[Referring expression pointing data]
_ _ _ _ _
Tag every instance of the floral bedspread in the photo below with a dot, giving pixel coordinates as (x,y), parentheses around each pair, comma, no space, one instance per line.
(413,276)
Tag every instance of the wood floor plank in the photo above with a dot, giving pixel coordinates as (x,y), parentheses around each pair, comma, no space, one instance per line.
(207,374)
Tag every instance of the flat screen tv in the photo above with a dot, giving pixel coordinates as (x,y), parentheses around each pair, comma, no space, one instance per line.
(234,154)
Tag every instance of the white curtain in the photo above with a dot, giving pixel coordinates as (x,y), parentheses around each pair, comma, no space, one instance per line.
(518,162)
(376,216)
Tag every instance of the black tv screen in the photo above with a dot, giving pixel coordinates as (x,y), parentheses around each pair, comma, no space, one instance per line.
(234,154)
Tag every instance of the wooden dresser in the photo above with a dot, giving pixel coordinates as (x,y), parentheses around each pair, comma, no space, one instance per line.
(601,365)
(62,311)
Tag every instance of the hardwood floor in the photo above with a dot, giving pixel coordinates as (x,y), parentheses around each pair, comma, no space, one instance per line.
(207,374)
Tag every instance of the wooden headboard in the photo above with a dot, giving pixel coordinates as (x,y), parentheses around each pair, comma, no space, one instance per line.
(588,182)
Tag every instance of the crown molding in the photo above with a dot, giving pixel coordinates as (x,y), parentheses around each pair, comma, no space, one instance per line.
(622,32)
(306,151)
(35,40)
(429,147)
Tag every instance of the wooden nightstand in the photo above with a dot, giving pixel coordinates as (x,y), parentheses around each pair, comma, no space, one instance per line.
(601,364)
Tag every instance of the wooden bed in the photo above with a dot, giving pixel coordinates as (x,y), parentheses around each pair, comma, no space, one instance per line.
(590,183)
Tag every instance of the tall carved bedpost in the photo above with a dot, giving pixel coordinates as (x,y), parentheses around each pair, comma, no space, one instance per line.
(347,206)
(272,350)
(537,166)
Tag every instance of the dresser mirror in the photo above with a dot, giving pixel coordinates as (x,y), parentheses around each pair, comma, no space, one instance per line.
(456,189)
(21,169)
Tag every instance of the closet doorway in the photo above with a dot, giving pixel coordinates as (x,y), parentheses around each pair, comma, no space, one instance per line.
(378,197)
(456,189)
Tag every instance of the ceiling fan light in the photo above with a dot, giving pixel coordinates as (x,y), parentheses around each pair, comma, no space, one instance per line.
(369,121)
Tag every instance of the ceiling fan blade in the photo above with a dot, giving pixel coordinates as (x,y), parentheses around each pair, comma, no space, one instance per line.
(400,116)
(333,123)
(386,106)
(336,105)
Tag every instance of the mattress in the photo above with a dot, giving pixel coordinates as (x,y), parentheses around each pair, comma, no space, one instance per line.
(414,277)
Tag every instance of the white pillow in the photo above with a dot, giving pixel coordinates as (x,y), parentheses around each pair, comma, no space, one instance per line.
_ _ _ _ _
Reproduce each entry above exactly, keeping every character.

Tag every instance of the floral bedspread in the photo below with a dot, giving pixel coordinates as (x,y), parentheses around each pair, comma, no space, one instance per line.
(413,276)
Tag every instance of the wood floor plank in the photo above with a dot, giving pixel coordinates as (x,y), parentheses around each pair, comma, no space, one instance per line.
(207,374)
Tag every instance of the flat screen tv in the photo above with a dot, giving pixel coordinates as (x,y), parentheses around each pair, comma, no space, one instance per line.
(234,154)
Tag every instance of the white curtain in the photo above with a dot, giving pixel coordinates as (x,y), parentheses around each pair, comma, no space, one instance per line.
(518,162)
(376,216)
Tag every instance of the black tv screen in the photo above with a dot, giving pixel coordinates as (x,y), parentheses around each pair, comma, no space, one instance per line.
(234,154)
Tag every instance of the wooden dresser in the photo above with a dot, giving pixel coordinates as (x,y), parentheses around each pair, comma, no space, one instance per line.
(601,365)
(62,311)
Tag every instance of the hardwood floor in the photo above with a dot, giving pixel coordinates as (x,y), parentheses around each pair, comma, no space, one instance per line.
(207,374)
Tag every instance of the wooden headboard in the photo above with a dot, giving pixel coordinates as (x,y), parentheses around each pair, comma, no space, one instance per line.
(588,182)
Tag every instance of the crown molding in the photo above with a dot, giving pixel coordinates as (x,y), parentheses around each pair, comma, no space, one instance per line.
(622,32)
(306,151)
(35,40)
(429,147)
Tag every instance of the wooden nightstand in the photo above with a dot, giving pixel coordinates as (x,y), parentheses around each pair, comma, no space, one instance per line.
(601,364)
Tag every instance of the wooden bed in the photo above with a dot, giving pixel coordinates as (x,y), parentheses around each pair, comma, no space, one instance per line.
(590,183)
Tag every instance of the tall carved bedpost in the photo above with a dot, giving pixel coordinates as (x,y), parentheses around each pair, comma, no space, one instance per line.
(347,206)
(272,350)
(537,166)
Tag every instance of the dresser mirror in the photo above with a dot, giving pixel coordinates as (x,y), parentheses around each pair, comma, no space, one instance per line.
(456,189)
(21,169)
Tag every instance of the closet doorway in the photo above with a dot, giving pixel coordinates as (x,y), parentheses around each pair, comma, no space, one instance per line.
(378,197)
(456,189)
Tag every instance of the ceiling fan light in the photo above with a dot, giving pixel coordinates as (x,y), parentheses around each pair, comma, no space, one instance per line.
(369,121)
Tag every instance of the ceiling fan blade in the photo above with a dot, giving pixel coordinates as (x,y), parentheses around each pair, comma, no space, one instance per line.
(400,116)
(333,123)
(386,106)
(336,105)
Tag every instance of the mattress in the photo above with a dot, giving pixel coordinates as (x,y), parentheses around each pair, comma, no space, one instance per line.
(414,277)
Tag every instance of the white pillow in the photo above with a dot, giving pixel coordinates as (x,y), parentheses around each pair, comma, no space, one instance per line.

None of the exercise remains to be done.